**Your task:**
Copy the rows from the start up to and including the line containing "312,274 -> 494,450", replacing "beetroot" with "beets" and keeping everything else the same. Leave the pictures out of your answer.
>>>>
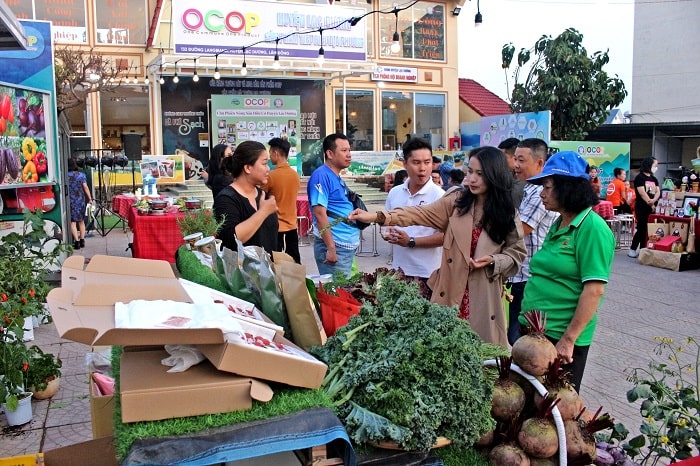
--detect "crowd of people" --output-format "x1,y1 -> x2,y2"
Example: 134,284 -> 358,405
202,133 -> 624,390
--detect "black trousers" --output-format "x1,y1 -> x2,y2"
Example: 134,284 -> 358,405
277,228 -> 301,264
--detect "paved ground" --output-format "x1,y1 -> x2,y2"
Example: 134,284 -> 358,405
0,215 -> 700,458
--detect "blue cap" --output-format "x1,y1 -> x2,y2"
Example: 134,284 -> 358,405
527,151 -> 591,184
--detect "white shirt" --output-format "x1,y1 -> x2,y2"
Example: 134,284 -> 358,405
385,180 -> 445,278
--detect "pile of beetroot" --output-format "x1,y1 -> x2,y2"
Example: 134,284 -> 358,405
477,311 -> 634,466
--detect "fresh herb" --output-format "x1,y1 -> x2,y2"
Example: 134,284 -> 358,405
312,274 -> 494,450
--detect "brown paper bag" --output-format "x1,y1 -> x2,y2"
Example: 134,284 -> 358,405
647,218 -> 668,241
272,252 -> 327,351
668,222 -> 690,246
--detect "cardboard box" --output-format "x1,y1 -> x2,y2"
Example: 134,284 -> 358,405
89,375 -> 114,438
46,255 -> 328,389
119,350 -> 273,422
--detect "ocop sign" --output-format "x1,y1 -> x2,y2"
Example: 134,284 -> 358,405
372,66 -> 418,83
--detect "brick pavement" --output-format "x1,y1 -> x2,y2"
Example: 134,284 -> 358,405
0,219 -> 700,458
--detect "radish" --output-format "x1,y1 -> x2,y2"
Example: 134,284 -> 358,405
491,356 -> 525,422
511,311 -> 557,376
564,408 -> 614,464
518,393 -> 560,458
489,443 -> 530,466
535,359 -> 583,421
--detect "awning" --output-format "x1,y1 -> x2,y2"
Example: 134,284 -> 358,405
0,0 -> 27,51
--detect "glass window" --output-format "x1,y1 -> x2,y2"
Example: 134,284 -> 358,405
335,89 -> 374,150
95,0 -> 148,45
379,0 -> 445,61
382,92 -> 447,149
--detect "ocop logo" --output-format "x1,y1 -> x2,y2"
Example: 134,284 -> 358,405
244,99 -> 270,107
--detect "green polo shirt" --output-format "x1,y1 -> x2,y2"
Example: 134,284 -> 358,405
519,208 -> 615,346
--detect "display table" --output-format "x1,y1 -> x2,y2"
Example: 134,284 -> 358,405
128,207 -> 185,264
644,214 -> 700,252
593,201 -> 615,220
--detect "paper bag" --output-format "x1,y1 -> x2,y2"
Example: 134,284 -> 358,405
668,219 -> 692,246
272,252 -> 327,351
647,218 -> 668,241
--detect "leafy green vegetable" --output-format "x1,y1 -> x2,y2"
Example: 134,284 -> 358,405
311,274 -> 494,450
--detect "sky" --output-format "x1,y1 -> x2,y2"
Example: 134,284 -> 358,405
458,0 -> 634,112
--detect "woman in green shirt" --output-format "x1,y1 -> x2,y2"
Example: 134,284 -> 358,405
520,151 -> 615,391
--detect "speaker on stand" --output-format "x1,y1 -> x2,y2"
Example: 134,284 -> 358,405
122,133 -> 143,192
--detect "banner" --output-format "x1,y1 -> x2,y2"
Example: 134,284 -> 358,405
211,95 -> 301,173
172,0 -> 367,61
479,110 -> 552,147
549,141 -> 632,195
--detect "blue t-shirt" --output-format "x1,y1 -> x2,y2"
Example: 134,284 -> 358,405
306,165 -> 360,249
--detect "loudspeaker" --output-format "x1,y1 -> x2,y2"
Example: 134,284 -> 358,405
<<<<
**Complete answer:**
--detect "crowd of people" --output-format "x1,y1 -> x2,y2"
Example: 134,284 -> 358,405
202,133 -> 624,390
--detect "black trousers" --output-format "x1,y1 -> x2,y2"
Example: 134,284 -> 358,405
277,228 -> 301,264
--detect "paved ground" --output-format "x1,y1 -> x2,y2"
Example: 134,284 -> 358,405
0,215 -> 700,458
--detect "blue cap" --output-format "x1,y1 -> x2,y2"
Example: 134,284 -> 358,405
527,151 -> 591,184
--detect "white shirt" --output-format "x1,y1 -> x2,y2"
Example: 134,284 -> 358,405
385,180 -> 445,278
--detect "pile of beets" --output-format "x1,y1 -> x2,y2"
Example: 134,284 -> 358,405
477,311 -> 634,466
--detect "fresh herb" --output-format "x1,y1 -> x2,y2"
Example: 134,284 -> 358,405
312,274 -> 494,450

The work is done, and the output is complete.